[Entries taken from a collection]

--------------------------------

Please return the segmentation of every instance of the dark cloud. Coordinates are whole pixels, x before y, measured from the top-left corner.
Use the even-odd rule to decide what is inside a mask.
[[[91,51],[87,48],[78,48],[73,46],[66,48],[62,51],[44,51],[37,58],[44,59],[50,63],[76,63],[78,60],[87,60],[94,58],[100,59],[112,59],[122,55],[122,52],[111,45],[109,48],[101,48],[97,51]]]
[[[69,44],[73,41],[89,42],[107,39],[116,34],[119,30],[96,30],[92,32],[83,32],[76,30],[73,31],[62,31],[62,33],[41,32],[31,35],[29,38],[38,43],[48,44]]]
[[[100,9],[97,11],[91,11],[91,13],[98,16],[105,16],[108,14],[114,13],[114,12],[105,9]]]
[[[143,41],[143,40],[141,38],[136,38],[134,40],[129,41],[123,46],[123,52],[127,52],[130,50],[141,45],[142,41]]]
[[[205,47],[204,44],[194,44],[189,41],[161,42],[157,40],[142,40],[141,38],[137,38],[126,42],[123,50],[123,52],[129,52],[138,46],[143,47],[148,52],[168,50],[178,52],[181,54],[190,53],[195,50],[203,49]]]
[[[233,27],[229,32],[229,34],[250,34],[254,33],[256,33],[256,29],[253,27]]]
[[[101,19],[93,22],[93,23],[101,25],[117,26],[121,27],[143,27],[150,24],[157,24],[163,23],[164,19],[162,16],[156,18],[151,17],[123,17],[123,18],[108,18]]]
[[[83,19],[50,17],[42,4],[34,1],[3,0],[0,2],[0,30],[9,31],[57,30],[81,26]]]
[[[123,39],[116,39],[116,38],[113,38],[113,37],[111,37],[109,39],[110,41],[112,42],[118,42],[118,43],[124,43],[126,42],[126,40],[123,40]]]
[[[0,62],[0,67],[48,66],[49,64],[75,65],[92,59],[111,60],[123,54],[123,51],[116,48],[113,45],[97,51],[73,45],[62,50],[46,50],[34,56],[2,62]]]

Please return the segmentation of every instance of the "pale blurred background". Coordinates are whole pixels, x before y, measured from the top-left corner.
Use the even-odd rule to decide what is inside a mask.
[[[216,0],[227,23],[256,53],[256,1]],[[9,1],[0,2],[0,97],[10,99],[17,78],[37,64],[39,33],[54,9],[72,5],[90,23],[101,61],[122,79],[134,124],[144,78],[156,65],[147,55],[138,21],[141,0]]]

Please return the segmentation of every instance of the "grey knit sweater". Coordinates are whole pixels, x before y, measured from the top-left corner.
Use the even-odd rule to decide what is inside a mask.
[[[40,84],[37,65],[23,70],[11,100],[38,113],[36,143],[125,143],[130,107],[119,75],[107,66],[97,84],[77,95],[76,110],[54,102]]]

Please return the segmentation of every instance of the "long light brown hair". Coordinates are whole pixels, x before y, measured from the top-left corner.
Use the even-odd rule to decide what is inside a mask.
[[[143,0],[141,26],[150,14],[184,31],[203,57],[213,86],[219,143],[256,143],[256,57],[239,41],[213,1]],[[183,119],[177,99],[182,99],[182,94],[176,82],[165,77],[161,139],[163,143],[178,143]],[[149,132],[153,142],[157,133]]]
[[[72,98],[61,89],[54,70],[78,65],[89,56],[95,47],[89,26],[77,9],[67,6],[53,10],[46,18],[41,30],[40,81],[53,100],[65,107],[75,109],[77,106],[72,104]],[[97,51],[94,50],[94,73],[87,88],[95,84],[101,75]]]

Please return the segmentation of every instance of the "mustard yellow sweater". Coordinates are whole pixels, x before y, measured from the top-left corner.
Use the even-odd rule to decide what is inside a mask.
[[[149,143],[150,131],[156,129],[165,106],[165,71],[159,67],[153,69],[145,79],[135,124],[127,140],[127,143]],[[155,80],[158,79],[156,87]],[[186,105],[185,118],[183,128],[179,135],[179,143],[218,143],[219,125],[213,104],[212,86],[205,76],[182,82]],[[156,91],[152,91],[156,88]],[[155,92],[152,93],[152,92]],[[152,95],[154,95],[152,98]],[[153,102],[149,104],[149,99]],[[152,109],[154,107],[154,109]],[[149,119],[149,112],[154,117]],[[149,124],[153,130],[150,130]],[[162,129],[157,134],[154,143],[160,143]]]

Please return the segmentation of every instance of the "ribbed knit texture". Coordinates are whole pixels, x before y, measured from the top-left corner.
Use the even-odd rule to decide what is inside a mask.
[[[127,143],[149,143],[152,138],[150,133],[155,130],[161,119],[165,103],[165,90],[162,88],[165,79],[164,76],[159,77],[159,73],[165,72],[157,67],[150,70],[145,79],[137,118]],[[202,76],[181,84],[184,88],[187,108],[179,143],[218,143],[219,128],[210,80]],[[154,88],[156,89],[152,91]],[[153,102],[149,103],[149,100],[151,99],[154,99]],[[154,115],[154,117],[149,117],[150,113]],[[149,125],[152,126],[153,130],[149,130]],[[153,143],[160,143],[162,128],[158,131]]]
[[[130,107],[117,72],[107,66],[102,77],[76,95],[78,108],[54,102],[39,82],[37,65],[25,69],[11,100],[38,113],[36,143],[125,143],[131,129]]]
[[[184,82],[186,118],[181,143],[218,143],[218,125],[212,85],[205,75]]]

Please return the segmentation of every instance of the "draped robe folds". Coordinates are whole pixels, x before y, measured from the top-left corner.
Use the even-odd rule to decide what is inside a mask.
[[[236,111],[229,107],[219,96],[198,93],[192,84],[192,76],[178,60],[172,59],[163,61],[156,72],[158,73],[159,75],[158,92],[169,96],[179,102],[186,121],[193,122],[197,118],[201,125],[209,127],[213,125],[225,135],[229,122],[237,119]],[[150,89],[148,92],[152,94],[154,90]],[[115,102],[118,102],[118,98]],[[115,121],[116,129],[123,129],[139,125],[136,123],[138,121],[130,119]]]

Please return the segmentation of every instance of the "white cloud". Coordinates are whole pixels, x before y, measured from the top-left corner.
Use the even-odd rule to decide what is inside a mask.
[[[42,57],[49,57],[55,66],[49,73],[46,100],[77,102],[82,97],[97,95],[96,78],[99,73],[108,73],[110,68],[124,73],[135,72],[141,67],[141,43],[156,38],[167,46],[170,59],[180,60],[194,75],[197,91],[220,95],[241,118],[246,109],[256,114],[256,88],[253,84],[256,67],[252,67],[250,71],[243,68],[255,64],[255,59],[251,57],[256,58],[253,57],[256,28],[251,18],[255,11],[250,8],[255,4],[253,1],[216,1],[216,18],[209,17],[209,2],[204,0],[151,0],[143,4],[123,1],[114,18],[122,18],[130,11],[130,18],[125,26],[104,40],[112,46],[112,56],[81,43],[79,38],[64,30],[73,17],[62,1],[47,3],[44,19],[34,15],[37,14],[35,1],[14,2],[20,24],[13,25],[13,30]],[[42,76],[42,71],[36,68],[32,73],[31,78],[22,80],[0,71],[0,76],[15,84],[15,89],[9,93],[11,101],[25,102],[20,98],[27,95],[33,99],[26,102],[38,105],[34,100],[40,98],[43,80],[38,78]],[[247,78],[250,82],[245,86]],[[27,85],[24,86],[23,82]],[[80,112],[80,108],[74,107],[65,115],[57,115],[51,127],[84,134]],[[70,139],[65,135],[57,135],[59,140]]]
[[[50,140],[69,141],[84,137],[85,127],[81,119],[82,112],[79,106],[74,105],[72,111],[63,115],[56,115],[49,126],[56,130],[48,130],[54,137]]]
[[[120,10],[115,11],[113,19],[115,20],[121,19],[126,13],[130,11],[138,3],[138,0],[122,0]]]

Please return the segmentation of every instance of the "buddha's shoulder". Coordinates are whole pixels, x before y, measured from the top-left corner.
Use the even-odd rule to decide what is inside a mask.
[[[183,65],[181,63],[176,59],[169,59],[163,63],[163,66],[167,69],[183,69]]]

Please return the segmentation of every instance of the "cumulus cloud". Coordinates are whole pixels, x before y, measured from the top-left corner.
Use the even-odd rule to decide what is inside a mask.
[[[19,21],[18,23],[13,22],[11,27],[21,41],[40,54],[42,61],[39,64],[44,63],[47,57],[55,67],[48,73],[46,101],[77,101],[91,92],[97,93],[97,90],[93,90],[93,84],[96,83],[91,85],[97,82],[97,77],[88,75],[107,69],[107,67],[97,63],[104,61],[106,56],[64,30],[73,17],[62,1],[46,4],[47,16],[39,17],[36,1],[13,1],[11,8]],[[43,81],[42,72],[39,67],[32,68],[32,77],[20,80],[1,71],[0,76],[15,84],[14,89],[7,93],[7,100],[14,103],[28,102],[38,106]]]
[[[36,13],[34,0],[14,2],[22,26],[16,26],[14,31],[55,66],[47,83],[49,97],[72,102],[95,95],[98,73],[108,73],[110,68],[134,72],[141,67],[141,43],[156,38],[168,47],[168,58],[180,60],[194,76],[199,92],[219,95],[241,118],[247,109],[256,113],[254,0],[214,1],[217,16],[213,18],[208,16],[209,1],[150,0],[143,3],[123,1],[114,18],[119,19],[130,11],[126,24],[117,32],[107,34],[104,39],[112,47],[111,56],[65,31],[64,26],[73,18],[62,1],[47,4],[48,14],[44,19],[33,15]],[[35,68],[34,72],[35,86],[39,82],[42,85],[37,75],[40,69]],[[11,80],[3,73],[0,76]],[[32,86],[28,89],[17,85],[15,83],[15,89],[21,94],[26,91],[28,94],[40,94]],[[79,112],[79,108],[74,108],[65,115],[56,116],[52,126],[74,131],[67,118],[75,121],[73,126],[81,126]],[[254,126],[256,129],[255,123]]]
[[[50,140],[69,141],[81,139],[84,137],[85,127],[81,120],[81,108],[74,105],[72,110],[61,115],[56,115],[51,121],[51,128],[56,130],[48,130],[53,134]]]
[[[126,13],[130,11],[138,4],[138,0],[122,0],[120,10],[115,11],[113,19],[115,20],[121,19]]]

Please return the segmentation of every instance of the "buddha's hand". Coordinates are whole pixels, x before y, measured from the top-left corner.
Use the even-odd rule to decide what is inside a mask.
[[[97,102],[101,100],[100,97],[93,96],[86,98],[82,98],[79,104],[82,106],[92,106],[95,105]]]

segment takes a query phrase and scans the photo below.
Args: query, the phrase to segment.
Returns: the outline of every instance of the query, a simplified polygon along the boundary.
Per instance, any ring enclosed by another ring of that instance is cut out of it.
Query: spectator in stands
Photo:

--------------------------------

### STATED GOAL
Please give the lines of the records from the line with "segment takes a" to the line with "Query: spectator in stands" as a numbered list, leaving out any blank lines.

### CORRECT ANSWER
1. segment takes a query phrase and scans the photo below.
2. Args: query, the phrase to segment.
3. Returns: the outline of every instance of the query, a simplified polygon along the boundary.
4. Per instance, any ring enclosed by another ring of that instance is cut out of it.
5. Query: spectator in stands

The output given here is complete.